◆ **DATASET RECORDS**

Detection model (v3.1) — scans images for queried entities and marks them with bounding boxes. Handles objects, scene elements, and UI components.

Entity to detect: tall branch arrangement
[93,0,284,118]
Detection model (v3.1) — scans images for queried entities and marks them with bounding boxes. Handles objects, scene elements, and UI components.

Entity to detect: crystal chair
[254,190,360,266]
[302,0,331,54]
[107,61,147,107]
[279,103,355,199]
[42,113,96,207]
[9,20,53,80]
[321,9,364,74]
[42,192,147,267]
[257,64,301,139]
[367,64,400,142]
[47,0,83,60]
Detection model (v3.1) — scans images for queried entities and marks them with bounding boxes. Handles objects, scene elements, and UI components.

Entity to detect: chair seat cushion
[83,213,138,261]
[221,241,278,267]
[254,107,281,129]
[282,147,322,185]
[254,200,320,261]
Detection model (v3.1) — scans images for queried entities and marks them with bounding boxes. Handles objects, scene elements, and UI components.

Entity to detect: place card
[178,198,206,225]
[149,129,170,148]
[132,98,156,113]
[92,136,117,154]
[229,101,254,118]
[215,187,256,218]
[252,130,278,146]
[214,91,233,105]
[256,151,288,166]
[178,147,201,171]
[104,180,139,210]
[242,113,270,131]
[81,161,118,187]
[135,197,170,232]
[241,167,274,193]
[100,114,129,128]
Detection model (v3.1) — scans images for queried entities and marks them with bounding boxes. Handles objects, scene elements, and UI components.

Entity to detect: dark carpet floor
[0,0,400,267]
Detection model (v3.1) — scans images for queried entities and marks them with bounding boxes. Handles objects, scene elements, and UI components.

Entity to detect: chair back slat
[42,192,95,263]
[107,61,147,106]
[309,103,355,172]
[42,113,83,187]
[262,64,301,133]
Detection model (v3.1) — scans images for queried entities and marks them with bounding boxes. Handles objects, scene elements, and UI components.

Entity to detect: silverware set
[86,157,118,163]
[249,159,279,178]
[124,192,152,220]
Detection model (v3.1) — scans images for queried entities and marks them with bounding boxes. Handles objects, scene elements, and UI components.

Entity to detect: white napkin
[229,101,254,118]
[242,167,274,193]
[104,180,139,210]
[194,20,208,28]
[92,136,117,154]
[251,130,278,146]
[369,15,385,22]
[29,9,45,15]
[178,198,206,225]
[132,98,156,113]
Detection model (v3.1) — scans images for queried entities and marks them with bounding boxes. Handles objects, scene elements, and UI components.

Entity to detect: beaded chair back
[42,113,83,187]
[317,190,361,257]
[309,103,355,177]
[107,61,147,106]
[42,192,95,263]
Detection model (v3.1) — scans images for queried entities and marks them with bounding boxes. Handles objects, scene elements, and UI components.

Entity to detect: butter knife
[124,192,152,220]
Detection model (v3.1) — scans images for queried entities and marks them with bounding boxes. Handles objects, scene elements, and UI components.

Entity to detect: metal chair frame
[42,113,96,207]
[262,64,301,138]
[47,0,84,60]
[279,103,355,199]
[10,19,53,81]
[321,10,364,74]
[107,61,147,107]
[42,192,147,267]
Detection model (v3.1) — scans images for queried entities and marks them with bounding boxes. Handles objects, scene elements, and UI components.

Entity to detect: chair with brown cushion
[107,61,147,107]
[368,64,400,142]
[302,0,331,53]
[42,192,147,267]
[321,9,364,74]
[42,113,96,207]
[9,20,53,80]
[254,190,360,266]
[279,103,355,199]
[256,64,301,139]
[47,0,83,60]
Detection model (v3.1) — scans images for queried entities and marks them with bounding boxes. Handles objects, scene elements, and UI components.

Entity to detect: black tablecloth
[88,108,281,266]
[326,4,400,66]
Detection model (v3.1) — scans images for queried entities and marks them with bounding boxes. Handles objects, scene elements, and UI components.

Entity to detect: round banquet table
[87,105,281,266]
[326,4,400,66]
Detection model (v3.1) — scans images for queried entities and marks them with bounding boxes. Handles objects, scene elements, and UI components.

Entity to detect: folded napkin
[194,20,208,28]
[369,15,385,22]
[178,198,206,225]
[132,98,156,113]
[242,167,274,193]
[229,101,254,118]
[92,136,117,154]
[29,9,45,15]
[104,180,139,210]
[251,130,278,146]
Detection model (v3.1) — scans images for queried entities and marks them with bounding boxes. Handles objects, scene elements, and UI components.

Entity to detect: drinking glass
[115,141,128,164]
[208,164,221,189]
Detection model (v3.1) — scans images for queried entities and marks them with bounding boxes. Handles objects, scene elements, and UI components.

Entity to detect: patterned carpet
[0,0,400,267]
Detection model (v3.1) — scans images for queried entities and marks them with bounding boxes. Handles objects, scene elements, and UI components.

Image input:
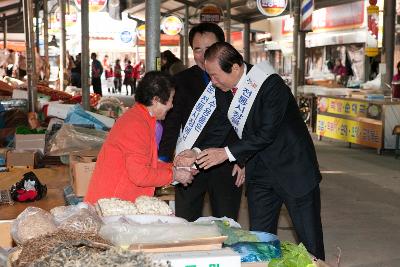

◆ **DIRECTIVE**
Copy all of the entries above word for word, but leave out the pictures.

◆ **THE ANSWER**
Detection model (v3.1) — scans images for queried entities and marks them with bounding boxes. Handles objects, scene elements, and UI components.

Entity to detect: tall branch arrangement
[93,0,284,118]
Detection model (v3.1) — scans images for queried entities and marks them with bounding boxes. Handles objects, scene elements, and UI components.

Entity to detect: crystal chair
[254,190,360,266]
[302,0,331,54]
[107,61,147,107]
[279,103,355,199]
[42,113,96,207]
[9,20,53,80]
[321,9,364,74]
[42,192,147,267]
[257,64,301,139]
[367,64,400,142]
[47,0,83,60]
Detection model (v3.1) — scans images for queried entities and marks them with bounding boxes. Handles objects, scene elements, and UI components.

Entity to detect: chair seat cushion
[83,213,138,261]
[221,241,278,267]
[254,107,281,129]
[282,147,322,185]
[254,200,320,261]
Detection model (v3.1) — scans images for queried entities and marks them with bounding boxes. Handles objects, scene elements, and UI components.

Entity to detect: place card
[178,198,206,225]
[149,129,170,148]
[132,98,156,113]
[92,136,117,154]
[229,101,254,118]
[215,187,256,218]
[252,130,278,146]
[214,91,233,105]
[256,151,288,166]
[178,147,201,171]
[104,180,139,210]
[242,113,270,131]
[81,161,118,187]
[135,197,170,232]
[241,167,274,193]
[100,114,129,128]
Detection model (v3.1) — scans images for queried entities and marks them with bounding boxes. Handles objects, scene elements, and UI components.

Entity to detect: dark carpet floor
[0,0,400,267]
Detection model (v3.1) — scans images for queried entities and marks them with bounding boxes. Handles objects, scene elements, and UI components.

Entity to detect: chair back slat
[42,192,95,263]
[107,61,147,106]
[309,103,355,172]
[42,113,83,187]
[262,64,301,133]
Detection model (v3.1) — scans images for queried entities and marks them with bounding boxes. Handles objects, scene elements, and UI components.

Entity to detect: silverware set
[86,157,118,163]
[249,159,279,178]
[124,192,152,220]
Detection model (v3.1) — scans images for queried entities and marks them with bounding boxes. Handles objects, scene elements, and UI components.

Entity to detect: white napkin
[229,101,254,118]
[242,167,274,193]
[104,180,139,210]
[194,20,208,28]
[92,136,117,154]
[251,130,278,146]
[369,15,385,22]
[29,9,45,15]
[178,198,206,225]
[132,98,156,113]
Detection model (v3.1) — scans images for queried entities and marks them with bounding boxes. Handles objects, scene elements, and UI components.

Entity to detect: beaded chair back
[42,113,83,187]
[317,190,361,257]
[309,103,355,177]
[107,61,147,106]
[42,192,95,263]
Detection model (v3.1) — scans images for queried entities and marks them with bounding boxes. Handles objects, scene elements, and UI components.

Entity to detect: butter knife
[124,192,152,220]
Detection model (v3.1) — scans images for queried entities and marks them with bounding boxes. Handles objects, scene elements, and UI components.

Entity to detect: metal chair frame
[42,113,96,207]
[262,64,301,138]
[47,0,84,60]
[279,103,355,199]
[10,19,53,81]
[321,10,364,74]
[107,61,147,107]
[42,192,147,267]
Detection model (v3.1) — scans images for queried entities and marks them with bounding boxes. Handles objects, scene elements, and UI components.

Entity to detect: chair with brown cushion
[107,61,147,107]
[368,64,400,142]
[302,0,331,53]
[42,192,147,267]
[321,9,364,74]
[42,113,96,207]
[9,20,53,80]
[254,190,360,266]
[279,103,355,199]
[256,64,301,139]
[47,0,83,60]
Detection model (v3.1) — scans images for queried entities and marks them with bounding boxes. Handles objects, scene elements, and UI components.

Entity to detect: black tablecloth
[88,108,281,266]
[326,4,400,66]
Detection model (v3.1) — scans images for queried entities and marks them with bounding boxes. Handles objects, scene elements, and UI components.

Entity to detect: round banquet table
[87,105,281,266]
[326,4,400,66]
Detection model (v3.1) — scans images for queried entities and marks them with bounding boxes. Handles objects, scene elements, and UI components.

Entity to detect: folded napkin
[194,20,208,28]
[369,15,385,22]
[178,198,206,225]
[132,98,156,113]
[242,167,274,193]
[229,101,254,118]
[92,136,117,154]
[29,9,45,15]
[104,180,139,210]
[251,130,278,146]
Detection model (v3.1) — scans images for queried entities and marks them with bounding boxes. Handles objects, scene elements, and UI components.

Entity to detect: drinking glass
[115,141,128,164]
[208,164,221,189]
Detection model (v3.1) — scans images for queried entities and marks them with bounding boxes. Handles objects, scene elements, and UI components.

Entity to detect: patterned carpet
[0,0,400,267]
Detection model (v3.1) — scans images for queried entities and marks them with bounding boxes. Handles objects, scene elements, and UI components.

Image input:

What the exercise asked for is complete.